In the entries that follow, how many lines hold the string "light"? Give only that number.
-------- Supplied data --------
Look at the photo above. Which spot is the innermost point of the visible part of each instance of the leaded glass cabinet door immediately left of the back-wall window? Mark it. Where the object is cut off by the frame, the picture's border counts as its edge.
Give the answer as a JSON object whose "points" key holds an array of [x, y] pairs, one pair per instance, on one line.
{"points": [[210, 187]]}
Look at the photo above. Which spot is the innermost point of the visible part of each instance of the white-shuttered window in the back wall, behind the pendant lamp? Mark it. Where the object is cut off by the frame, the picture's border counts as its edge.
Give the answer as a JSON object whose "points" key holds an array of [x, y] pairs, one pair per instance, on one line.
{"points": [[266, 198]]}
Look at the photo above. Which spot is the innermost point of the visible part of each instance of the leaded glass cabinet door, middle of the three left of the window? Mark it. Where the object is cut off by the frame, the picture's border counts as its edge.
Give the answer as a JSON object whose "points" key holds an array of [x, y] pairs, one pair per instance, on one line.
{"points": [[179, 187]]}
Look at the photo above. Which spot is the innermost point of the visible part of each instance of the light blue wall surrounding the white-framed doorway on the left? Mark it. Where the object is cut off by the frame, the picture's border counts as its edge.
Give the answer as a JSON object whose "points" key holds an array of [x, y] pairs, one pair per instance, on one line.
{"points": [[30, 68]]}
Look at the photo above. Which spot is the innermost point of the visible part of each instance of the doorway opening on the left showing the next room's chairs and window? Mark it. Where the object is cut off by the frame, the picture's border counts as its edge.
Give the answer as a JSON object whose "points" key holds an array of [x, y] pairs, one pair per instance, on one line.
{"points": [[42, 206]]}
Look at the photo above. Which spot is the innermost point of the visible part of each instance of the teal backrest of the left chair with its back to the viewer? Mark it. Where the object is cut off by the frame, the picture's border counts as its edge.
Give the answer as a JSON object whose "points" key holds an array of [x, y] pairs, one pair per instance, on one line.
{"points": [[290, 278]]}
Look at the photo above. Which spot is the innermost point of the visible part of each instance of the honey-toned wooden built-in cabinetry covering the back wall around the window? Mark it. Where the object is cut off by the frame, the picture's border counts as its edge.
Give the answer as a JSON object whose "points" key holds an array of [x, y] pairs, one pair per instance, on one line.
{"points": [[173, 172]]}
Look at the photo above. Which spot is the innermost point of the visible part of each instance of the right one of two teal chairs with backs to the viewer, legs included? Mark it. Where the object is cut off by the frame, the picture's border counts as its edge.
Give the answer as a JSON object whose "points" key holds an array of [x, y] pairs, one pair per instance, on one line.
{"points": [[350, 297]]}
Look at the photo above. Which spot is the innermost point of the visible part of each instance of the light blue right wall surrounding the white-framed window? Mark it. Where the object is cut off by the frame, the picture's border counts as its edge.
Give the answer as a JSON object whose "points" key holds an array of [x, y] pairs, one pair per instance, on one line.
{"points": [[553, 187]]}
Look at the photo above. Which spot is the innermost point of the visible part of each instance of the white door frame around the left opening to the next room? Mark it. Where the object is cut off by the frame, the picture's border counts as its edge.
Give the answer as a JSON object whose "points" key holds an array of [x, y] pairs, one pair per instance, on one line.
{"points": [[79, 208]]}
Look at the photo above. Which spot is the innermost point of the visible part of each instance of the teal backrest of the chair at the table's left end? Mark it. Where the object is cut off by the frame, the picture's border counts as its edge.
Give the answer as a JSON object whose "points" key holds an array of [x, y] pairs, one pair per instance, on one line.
--------
Answer to this problem
2